Ever the practical scientist, Bacon died in a somewhat bizarre manner on 9 April 1626. The great man was out in the winter fields stuffing a goose with snow, presumably to determine the efficacy of a novel method of refrigeration, and he caught what turned out to be a heavy and fatal cold. Bacon's philosophy took a while to grab anyone's attention, but by the mid-17th century, his work suddenly became influential.
Bacon had possessed such a luminous mind and was so revered as one of the great thinkers of the 17th century that all sorts of weird and wonderful theories sprang up concerning him in subsequent centuries. The most infamous of these, the Baconian theory, which began to circulate in 1785, is that Bacon was really William Shakespeare, a claim dismissed by serious historians.
It is his approach to science that really ensured Bacon's work lived on. Bacon's ideal of an institution that brought together great minds and promoted scientific research, his Salomon's House in New Atlantis, became a reality with the foundation of the Royal Society in London in 1662. The founding fellows of this society certainly credited Bacon with the idea, and they were keen to follow his principles of scientific method and his emphasis on sharing and communicating scientific data and results. Into this learned society's midst sprang Isaac Newton (1642-1727), who ultimately became a long-serving president. Newton was perhaps the greatest of all scientists. He took Bacon's approach, threw in mathematics, and came up with laws of nature like his universal law of gravity. Bacon would have admired Newton's laws since they sought to explain observable phenomena but not waste time speculating on the unknowable, that is, why they were there in the first place. Laws are not causes; they are descriptions that can be used to explain and predict phenomena. With Newton's work, science, as Bacon had envisaged it half a century before, was finally born.
**********
■ **WHAT IS NEEDED**
From the passage about Bacon above, output the text starting at "Ever the practical" and ending at "by serious historians.", copied word for word.
**********
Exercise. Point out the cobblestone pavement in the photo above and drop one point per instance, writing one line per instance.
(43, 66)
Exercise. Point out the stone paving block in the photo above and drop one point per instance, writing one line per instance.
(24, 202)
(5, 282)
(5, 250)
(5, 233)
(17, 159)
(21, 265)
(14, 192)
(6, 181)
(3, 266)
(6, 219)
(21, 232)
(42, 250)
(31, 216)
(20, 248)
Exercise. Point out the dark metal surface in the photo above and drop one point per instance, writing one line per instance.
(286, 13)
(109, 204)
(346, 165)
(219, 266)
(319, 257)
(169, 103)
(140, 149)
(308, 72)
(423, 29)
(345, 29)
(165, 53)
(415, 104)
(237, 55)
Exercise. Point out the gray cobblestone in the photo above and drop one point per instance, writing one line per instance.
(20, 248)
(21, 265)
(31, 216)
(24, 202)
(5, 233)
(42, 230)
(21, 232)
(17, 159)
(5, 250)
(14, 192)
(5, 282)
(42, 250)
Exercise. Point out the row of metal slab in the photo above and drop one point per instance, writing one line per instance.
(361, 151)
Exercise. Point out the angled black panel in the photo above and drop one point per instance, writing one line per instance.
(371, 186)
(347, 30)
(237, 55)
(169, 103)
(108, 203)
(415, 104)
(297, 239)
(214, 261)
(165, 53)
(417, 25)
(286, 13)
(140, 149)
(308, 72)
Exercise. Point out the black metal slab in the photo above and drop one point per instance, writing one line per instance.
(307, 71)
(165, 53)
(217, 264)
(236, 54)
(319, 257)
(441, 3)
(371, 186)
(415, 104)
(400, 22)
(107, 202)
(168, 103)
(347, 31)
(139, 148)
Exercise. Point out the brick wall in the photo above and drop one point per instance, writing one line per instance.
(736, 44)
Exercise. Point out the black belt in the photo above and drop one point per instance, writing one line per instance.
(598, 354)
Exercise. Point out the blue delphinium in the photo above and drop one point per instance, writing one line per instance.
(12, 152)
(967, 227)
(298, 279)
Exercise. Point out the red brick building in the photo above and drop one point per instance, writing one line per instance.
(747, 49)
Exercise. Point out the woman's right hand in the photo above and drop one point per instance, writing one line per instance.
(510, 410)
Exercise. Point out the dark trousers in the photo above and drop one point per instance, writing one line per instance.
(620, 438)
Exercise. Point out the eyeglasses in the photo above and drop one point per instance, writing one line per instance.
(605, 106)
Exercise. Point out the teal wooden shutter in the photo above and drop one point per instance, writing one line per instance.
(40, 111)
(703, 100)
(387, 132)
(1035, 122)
**********
■ **RESPONSE**
Ever the practical scientist, Bacon died in a somewhat bizarre manner on 9 April 1626. The great man was out in the winter fields stuffing a goose with snow, presumably to determine the efficacy of a novel method of refrigeration, and he caught what turned out to be a heavy and fatal cold. Bacon's philosophy took a while to grab anyone's attention, but by the mid-17th century, his work suddenly became influential.
Bacon had possessed such a luminous mind and was so revered as one of the great thinkers of the 17th century that all sorts of weird and wonderful theories sprang up concerning him in subsequent centuries. The most infamous of these, the Baconian theory, which began to circulate in 1785, is that Bacon was really William Shakespeare, a claim dismissed by serious historians.